+++ TEXTE À LIRE +++

PSG – Istanbul Basaksehir, un match engagé

Un 4e arbitre raciste, vous êtes sûr?


PSG – Istanbul Basaksehir, un match engagé
Le 4e arbitre Sebastien COLTESCU se dispute avec Demba BA du club turc d'Istanbul Basaksehi, hier soir © VS Press/SIPA Numéro de reportage: 00994940_000041

Le jour où des hommes de principe à crampons ont dit non au racisme…


Mardi soir, j’ai vu un match de foot qui, paraît-il, va rentrer dans l’histoire. Manque de bol, ma télé déconnait et les images étaient en noir et blanc. Heureusement, le spectacle était au rendez-vous et le match engagé, mais pour la bonne cause, la seule qui semble valoir de nos jours : la lutte pour le raci… pardon contre le racisme. C’est vrai quoi, parfois on ne sait plus trop ce qu’il faut dire. C’est comme pour SOS Racisme. Faut-il étymologiquement le prendre au premier ou au second degré, s’agit-il de porter secours au racisme ou de le combattre ? Comme disait Gainsbourg, qui serait aujourd’hui passible du Tribunal de Nuremberg s’il n’avait pas cassé sa pipe trop tôt : « Doit-on dire un noir ou un homme de couleur ? Parce que tout ceci n’est pas clair. » Bon bref, je vous fais un résumé de la rencontre.

Sanitairement correct

Mardi 8 décembre 2020, retenez-bien cette date. Il est 21h, le coup d’envoi est donné pour ce match de Ligue des champions sanitairement correct et donc à huis-clos, tant pis pour l’ambiance. Tout le brouhaha et le folklore habituel a généralement un mérite, celui de passer le temps durant les innombrables temps morts parce qu’il faut bien le dire, à quelques actions près, on s’emmerde le plus souvent à regarder 22 types piétiner un ballon (et pas que) pendant 90 minutes, surtout depuis l’arrêt Bosman. Mais c’est un autre sujet. Et il faut positiver. Avec des tribunes vides, pas de oh-hisse enculé, de cris de singes, d’insultes à l’arbitre, de sifflets, d’invectives… mais un retour à une certaine pureté originelle et à la grande fraternité humaine que doit incarner le sport, et patati et patata.

Sur la pelouse, un journaliste apporte une précision bien dérisoire: l’arbitre roumain a dit « le noir » et non pas « le nègre », noir se disant negru dans les Carpates. Peu importe, sus au racisme et au raciste

21h13, c’est le drame. Un arbitre roumain parle en roumain à un autre arbitre roumain pour se plaindre du comportement d’un membre de l’équipe turque sur le banc: « Le noir (negru, dans la langue de Ceaucescu) qui est là, allez vérifier qui c’est, ce n’est pas possible de se comporter comme ça. » Demba Ba, un joueur franco-sénégalais de l’équipe byzantine, sensible à l’amour du maillot puisqu’il a déjà connu dix clubs différents (merci Bosman) au cours d’une carrière en tout point exemplaire, sort de son banc et de ses gonds et plaque presque sa tête – tant pis pour la distanciation sociale – contre l’homme en noir, ou plutôt en jaune ce soir-là, mais toujours roumain. Enfin je me comprends. « Why you said negro ? Why you said negro ? Why you said negro… » éructe à plusieurs reprises et dans la langue de Shakespeare notre homme en colère. Les puristes regretteront l’absence de l’auxiliaire « did » dans ce syntagme interrogatoire multiple, mais là n’est pas l’essentiel, convenons-en.

+++

▶ _CONSIGNE_: Dans le texte à lire ci-dessus, relevez, s'il vous plaît, tout ce qui disparaît grâce aux tribunes vides selon la phrase qui commence par « Avec des tribunes vides ».

+++ DONNÉES FOURNIES +++

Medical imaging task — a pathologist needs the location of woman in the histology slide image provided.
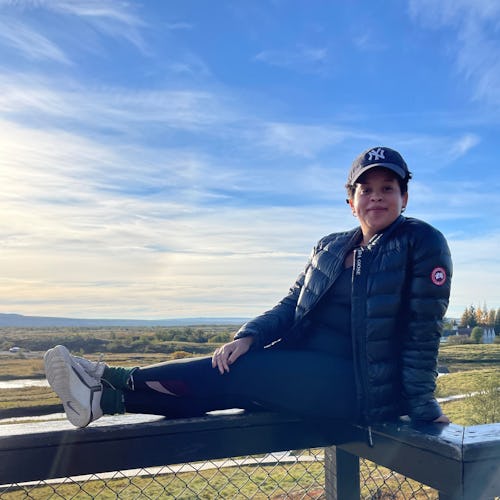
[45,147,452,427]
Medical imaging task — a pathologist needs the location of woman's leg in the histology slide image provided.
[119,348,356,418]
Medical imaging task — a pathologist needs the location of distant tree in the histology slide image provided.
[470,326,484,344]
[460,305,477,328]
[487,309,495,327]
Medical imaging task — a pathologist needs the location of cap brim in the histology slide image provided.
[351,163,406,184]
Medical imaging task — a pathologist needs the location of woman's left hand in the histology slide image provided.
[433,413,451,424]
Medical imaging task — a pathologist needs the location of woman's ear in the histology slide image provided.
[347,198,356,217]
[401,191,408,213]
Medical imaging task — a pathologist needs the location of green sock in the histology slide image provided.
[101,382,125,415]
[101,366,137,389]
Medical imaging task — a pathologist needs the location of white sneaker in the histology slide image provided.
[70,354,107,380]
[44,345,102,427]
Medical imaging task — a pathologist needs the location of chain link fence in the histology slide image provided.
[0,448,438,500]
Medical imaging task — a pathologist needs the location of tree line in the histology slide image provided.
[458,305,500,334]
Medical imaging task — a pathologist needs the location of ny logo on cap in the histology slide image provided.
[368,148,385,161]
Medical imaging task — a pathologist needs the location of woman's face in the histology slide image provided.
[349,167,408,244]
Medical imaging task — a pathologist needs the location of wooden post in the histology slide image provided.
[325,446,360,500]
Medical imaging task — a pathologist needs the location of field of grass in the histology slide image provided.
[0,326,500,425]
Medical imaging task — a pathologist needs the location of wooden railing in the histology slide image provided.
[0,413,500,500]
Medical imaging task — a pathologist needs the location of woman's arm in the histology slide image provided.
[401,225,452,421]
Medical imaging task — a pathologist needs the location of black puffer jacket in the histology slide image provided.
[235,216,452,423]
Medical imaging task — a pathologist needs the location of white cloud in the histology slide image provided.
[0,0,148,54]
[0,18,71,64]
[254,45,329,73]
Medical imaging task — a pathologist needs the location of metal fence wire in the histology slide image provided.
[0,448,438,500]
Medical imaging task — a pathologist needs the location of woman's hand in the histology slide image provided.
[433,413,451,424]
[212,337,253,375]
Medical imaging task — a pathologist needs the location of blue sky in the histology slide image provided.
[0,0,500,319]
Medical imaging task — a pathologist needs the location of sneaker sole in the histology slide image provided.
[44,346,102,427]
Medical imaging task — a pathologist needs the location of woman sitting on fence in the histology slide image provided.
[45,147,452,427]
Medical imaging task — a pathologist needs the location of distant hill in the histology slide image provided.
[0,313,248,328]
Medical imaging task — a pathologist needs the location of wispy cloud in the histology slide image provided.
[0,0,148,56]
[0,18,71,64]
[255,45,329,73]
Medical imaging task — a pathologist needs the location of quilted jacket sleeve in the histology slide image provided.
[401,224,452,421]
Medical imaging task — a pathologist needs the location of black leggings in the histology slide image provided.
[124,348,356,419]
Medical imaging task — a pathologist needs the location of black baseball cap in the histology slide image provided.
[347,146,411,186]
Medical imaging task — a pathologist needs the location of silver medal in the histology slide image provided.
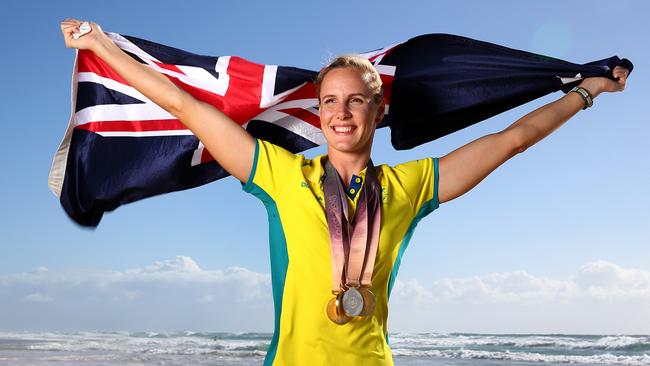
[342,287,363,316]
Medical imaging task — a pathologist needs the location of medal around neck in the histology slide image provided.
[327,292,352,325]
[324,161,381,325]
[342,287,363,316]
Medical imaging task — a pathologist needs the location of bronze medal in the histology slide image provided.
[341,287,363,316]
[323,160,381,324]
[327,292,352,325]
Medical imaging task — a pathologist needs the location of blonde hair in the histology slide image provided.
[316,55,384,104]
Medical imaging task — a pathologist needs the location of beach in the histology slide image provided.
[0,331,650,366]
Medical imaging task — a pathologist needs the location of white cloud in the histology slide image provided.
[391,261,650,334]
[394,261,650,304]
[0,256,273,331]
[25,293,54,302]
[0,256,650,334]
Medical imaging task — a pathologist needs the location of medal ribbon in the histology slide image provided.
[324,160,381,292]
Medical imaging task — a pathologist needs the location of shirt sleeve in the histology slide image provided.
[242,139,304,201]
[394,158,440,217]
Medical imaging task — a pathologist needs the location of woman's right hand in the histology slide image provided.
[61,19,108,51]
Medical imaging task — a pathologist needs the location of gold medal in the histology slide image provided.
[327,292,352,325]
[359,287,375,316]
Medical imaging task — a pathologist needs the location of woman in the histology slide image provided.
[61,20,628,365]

+++
+++ DONNÉES FOURNIES +++

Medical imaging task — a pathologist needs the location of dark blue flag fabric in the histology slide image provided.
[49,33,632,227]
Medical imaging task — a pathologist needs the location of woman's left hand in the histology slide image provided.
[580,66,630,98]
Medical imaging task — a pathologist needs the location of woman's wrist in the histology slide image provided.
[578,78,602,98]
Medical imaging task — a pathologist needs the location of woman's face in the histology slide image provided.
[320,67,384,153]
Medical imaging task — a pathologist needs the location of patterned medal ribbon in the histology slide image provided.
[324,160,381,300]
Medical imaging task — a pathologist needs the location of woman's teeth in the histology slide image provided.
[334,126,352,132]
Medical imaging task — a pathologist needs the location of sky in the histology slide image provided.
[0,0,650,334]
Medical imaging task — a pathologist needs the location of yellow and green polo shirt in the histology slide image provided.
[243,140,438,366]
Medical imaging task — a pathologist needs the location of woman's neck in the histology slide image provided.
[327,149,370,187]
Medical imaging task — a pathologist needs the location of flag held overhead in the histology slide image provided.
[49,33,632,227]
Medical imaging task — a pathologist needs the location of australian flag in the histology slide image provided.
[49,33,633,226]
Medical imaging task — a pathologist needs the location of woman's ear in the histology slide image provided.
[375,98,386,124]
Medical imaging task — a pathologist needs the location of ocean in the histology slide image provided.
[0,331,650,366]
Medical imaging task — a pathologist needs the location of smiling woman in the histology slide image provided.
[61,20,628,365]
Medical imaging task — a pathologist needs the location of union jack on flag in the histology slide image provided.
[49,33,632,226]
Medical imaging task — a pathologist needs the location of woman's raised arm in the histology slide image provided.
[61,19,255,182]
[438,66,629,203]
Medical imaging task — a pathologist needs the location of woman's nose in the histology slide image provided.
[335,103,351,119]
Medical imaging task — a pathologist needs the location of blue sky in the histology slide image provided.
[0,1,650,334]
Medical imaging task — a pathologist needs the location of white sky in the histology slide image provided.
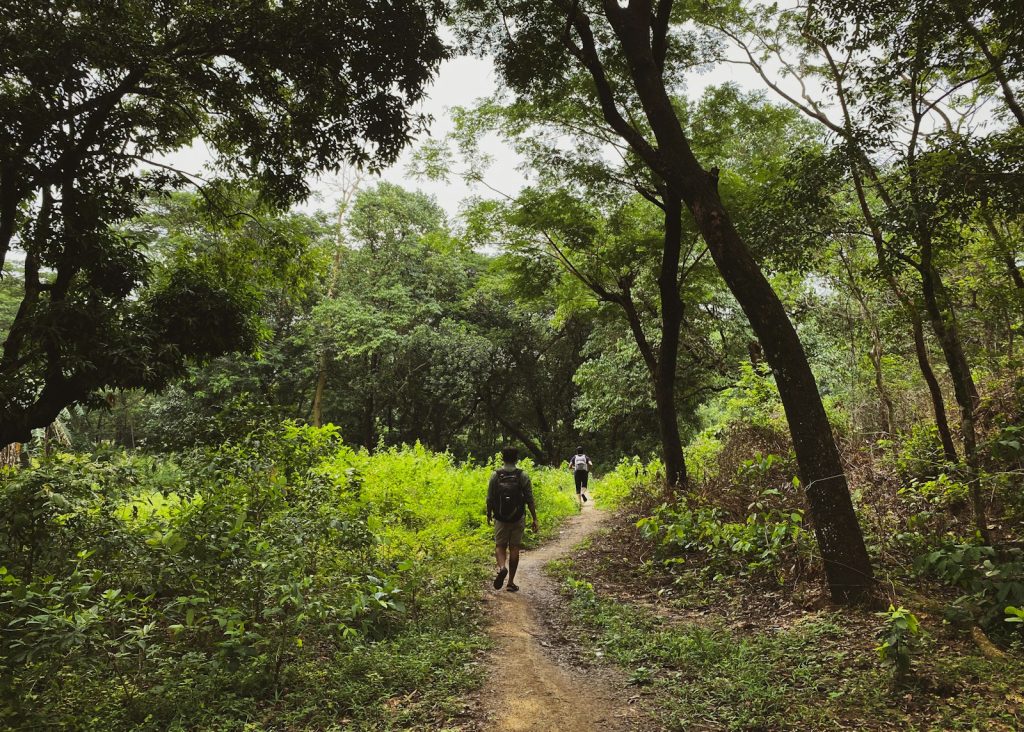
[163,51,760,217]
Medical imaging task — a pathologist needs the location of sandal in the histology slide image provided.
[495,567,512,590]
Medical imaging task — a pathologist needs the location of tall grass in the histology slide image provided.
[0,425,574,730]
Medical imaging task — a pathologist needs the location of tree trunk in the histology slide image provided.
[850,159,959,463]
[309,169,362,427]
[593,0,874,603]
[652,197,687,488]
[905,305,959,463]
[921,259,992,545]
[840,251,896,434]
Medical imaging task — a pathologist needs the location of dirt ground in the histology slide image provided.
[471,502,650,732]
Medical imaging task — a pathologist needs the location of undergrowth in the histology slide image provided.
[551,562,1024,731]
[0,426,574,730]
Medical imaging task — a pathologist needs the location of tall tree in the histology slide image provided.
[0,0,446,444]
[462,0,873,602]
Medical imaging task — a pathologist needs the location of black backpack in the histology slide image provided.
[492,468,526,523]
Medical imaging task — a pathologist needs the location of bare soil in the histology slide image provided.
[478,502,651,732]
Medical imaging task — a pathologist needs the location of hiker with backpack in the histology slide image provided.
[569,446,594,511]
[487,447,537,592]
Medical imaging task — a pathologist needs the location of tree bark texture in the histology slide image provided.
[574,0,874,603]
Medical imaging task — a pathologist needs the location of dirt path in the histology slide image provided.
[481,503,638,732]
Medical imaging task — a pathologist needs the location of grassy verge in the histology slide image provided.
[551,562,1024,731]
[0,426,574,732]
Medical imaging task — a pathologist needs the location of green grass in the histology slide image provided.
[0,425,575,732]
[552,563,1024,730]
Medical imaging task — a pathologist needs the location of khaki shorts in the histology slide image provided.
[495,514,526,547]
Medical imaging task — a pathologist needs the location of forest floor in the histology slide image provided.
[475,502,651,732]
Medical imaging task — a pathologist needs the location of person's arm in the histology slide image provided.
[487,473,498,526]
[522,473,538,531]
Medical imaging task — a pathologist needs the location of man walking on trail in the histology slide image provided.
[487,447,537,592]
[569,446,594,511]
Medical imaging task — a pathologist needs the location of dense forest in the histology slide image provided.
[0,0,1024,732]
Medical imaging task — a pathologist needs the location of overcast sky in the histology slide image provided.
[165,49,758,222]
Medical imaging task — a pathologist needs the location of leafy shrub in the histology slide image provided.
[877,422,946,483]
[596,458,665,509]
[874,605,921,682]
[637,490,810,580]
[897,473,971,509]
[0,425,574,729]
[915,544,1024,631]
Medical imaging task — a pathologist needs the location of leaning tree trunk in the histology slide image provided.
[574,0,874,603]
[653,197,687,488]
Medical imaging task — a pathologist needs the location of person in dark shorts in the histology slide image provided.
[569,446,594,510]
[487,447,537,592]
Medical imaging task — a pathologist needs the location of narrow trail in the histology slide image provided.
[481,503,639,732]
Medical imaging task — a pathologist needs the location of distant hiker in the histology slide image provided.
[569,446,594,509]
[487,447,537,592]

+++

▶ _RÉPONSE ATTENDUE_:
- le « oh-hisse enculé »
- les cris de singes
- les insultes à l'arbitre
- les sifflets
- les invectives